*Task details*
Rewrite every line of the items below as a single numbered list, omitting the blank lines.

^^^^^^^^

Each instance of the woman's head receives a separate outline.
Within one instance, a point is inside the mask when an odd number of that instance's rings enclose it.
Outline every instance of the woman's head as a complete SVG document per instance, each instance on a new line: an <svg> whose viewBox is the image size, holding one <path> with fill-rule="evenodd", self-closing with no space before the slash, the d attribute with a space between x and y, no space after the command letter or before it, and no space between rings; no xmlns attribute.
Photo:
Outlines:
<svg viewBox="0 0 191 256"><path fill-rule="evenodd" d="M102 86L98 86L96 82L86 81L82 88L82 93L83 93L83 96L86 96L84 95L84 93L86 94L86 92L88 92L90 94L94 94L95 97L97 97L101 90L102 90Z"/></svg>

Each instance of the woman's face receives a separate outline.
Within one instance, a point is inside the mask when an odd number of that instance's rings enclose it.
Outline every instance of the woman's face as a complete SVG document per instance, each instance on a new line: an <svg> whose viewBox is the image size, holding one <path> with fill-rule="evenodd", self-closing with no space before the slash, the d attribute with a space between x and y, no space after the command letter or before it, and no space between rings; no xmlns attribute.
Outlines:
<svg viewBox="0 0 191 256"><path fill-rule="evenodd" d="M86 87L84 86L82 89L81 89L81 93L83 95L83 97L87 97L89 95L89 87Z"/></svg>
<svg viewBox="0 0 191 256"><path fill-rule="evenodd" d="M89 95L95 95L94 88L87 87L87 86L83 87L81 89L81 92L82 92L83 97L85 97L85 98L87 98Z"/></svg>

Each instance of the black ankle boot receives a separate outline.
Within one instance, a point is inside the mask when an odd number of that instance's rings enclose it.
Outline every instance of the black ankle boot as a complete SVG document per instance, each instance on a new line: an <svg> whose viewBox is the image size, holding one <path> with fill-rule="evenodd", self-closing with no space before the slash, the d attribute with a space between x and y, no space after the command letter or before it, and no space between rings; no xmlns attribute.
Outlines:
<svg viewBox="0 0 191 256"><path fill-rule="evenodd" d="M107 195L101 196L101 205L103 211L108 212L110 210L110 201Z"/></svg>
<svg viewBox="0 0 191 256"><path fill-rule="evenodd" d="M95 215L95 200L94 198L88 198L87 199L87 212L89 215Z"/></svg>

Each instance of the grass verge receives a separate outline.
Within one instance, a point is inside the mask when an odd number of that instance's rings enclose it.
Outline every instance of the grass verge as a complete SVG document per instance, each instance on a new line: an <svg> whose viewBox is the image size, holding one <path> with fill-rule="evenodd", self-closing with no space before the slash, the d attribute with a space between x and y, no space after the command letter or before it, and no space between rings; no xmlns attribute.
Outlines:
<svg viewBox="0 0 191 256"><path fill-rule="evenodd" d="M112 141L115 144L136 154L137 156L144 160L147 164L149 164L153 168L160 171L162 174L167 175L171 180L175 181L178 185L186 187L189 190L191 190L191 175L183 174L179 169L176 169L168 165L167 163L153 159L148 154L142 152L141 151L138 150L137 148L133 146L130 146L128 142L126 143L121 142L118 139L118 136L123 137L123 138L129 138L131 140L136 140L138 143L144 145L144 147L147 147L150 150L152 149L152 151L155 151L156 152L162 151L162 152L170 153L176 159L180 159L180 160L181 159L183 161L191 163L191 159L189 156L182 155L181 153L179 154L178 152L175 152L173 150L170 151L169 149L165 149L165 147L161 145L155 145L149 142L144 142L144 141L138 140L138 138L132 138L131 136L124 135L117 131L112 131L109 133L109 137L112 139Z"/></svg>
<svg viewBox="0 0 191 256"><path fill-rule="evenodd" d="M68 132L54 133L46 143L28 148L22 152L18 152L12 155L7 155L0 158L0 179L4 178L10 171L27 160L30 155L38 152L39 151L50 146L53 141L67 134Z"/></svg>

^^^^^^^^

*Solution for this task*
1. Each instance of the woman's head receives a separate outline.
2. Within one instance, a point is inside the mask when an odd number of that instance's rings enclose it.
3. Outline every instance of the woman's head as a complete SVG document per instance, each instance on a new line: an <svg> whose viewBox is the image size, holding one <path> with fill-rule="evenodd", self-closing with no space before the slash, the d attribute with a space between x and y, no space after the command letter or before it, and no space between rings; no xmlns attribute.
4. Photo:
5. Outlines:
6. <svg viewBox="0 0 191 256"><path fill-rule="evenodd" d="M102 86L98 86L96 82L86 81L82 88L82 93L83 93L83 96L86 96L84 95L84 93L86 94L86 92L88 92L90 94L94 94L95 97L97 97L101 90L102 90Z"/></svg>
7. Each instance of the woman's face receives a separate outline.
8. Within one instance, a point is inside the mask when an odd number of that instance's rings enclose it.
9. Outline every instance of the woman's face as a complete SVG document per instance, each instance on a new line: an <svg> whose viewBox is the image size, holding one <path> with fill-rule="evenodd", self-closing with no space before the slash, the d attribute with a space between x and y, no space after the command letter or before it, and no space between rings; no xmlns attribute.
10. Outlines:
11. <svg viewBox="0 0 191 256"><path fill-rule="evenodd" d="M86 87L84 86L82 89L81 89L81 93L83 95L83 97L87 97L89 95L89 87Z"/></svg>
12. <svg viewBox="0 0 191 256"><path fill-rule="evenodd" d="M89 95L95 95L94 88L87 87L87 86L83 87L81 89L81 92L82 92L83 97L85 97L85 98L87 98Z"/></svg>
13. Each instance of the black ankle boot receives a separate outline.
14. Within one instance, a point is inside the mask when an odd number of that instance's rings enclose it.
15. Outline every instance of the black ankle boot as a complete SVG document per instance, each instance on a new line: an <svg> whose viewBox is the image size, holding one <path> with fill-rule="evenodd", self-closing with no space before the slash, the d attribute with a space between x and y, no space after the command letter or before it, and no space between rings; no xmlns attribute.
16. Outlines:
17. <svg viewBox="0 0 191 256"><path fill-rule="evenodd" d="M107 195L101 196L101 205L103 211L108 212L110 210L110 201Z"/></svg>
18. <svg viewBox="0 0 191 256"><path fill-rule="evenodd" d="M95 215L95 200L94 198L88 198L87 199L87 212L89 215Z"/></svg>
19. Each instance of the grass verge receives a separate outline.
20. Within one instance, a point is inside the mask when an odd number of that instance's rings enclose it.
21. Outline every instance of the grass verge as a complete SVG document per instance, each instance on a new line: an <svg> whose viewBox is the image size, holding one <path> with fill-rule="evenodd", self-closing with no space before the slash, the d attribute with a space between x and y, no space after the command letter or before it, and no space between rings; no xmlns attribute.
22. Outlines:
23. <svg viewBox="0 0 191 256"><path fill-rule="evenodd" d="M112 141L115 144L136 154L137 156L144 160L147 164L149 164L153 168L160 171L162 174L167 175L171 180L175 181L178 185L186 187L189 190L191 190L191 175L183 174L179 169L176 169L168 165L167 163L153 159L148 154L142 152L141 151L138 150L137 148L133 146L130 146L128 142L126 143L121 142L118 139L118 136L123 137L123 138L129 138L131 140L136 140L138 143L144 145L144 147L147 147L150 150L152 149L152 151L155 151L156 152L162 151L162 152L170 153L176 159L180 159L180 160L181 159L183 161L191 163L191 159L189 156L182 155L181 153L179 154L178 152L175 152L173 150L170 151L169 149L165 149L165 147L161 145L155 145L149 142L144 142L144 141L138 140L138 138L132 138L131 136L124 135L117 131L112 131L109 133L109 137L112 139Z"/></svg>
24. <svg viewBox="0 0 191 256"><path fill-rule="evenodd" d="M68 132L54 133L46 143L28 148L22 152L18 152L12 155L7 155L0 158L0 179L4 178L10 171L27 160L30 155L38 152L39 151L50 146L53 141L67 134Z"/></svg>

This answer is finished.